(Dataset records)

+++

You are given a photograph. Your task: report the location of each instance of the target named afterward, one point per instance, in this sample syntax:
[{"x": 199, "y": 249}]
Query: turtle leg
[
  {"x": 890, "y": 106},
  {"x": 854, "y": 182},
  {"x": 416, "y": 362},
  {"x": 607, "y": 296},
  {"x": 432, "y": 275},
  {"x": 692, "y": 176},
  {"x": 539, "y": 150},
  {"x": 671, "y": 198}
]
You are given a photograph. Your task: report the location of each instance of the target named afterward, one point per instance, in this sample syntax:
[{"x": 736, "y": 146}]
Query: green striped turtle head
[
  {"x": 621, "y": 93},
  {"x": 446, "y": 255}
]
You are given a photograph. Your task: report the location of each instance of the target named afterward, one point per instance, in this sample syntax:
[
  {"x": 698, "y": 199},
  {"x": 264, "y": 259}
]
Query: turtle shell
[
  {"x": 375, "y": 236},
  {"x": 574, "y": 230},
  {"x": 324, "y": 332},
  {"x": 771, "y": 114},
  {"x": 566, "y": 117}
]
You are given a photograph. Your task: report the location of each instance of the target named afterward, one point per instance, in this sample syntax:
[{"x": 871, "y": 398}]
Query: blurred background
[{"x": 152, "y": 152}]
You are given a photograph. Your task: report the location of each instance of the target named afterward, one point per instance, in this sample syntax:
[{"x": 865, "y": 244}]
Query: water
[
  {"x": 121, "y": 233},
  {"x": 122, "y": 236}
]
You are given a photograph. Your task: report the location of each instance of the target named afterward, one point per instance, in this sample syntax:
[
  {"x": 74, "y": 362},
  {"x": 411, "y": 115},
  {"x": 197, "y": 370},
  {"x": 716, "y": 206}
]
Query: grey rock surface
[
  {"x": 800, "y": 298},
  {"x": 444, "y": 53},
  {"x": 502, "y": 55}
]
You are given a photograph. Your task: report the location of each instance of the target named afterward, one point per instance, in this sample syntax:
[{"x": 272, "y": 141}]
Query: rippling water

+++

### INSTRUCTION:
Retype the listing above in full, with no alterations.

### ANSWER TO THIS EXERCISE:
You are given a photograph. Your task: report the location of each instance of the target named afterward, one point per instance, in this sample syntax:
[{"x": 199, "y": 249}]
Query: turtle leg
[
  {"x": 890, "y": 106},
  {"x": 854, "y": 182},
  {"x": 416, "y": 362},
  {"x": 607, "y": 296},
  {"x": 432, "y": 275},
  {"x": 692, "y": 176},
  {"x": 539, "y": 150},
  {"x": 671, "y": 198}
]
You are given a photograph. Your task: report the location of each instance of the target named afterward, one point per instance, in this sample syntax:
[{"x": 736, "y": 146}]
Query: green striped turtle head
[
  {"x": 621, "y": 93},
  {"x": 446, "y": 255}
]
You are given a photograph. Your task: report the location of each instance of the target named afterward, one point per instance, in this sample syntax:
[
  {"x": 698, "y": 199},
  {"x": 264, "y": 259}
]
Query: turtle shell
[
  {"x": 375, "y": 236},
  {"x": 574, "y": 230},
  {"x": 324, "y": 332},
  {"x": 771, "y": 114},
  {"x": 566, "y": 117}
]
You are given a photograph. Your task: report the location of each instance of the target named afterward, one point per instance, in this sample syntax:
[{"x": 871, "y": 398}]
Query: blurred background
[{"x": 152, "y": 152}]
You are given a photograph. Your task: report the location of each instance of the target named afterward, one point per instance, in this sample syntax:
[{"x": 865, "y": 244}]
Query: water
[
  {"x": 121, "y": 233},
  {"x": 122, "y": 236}
]
You are given a photograph. Your task: report the location of each instance of the target named afterward, one point per instance, in this sample syntax:
[
  {"x": 74, "y": 362},
  {"x": 411, "y": 115},
  {"x": 197, "y": 370},
  {"x": 716, "y": 206}
]
Query: grey rock surface
[
  {"x": 800, "y": 298},
  {"x": 444, "y": 53},
  {"x": 502, "y": 55}
]
You are given a photograph. Your task: report the location of each instance of the target named afterward, one point per instance, in this sample syntax:
[{"x": 272, "y": 141}]
Query: rippling water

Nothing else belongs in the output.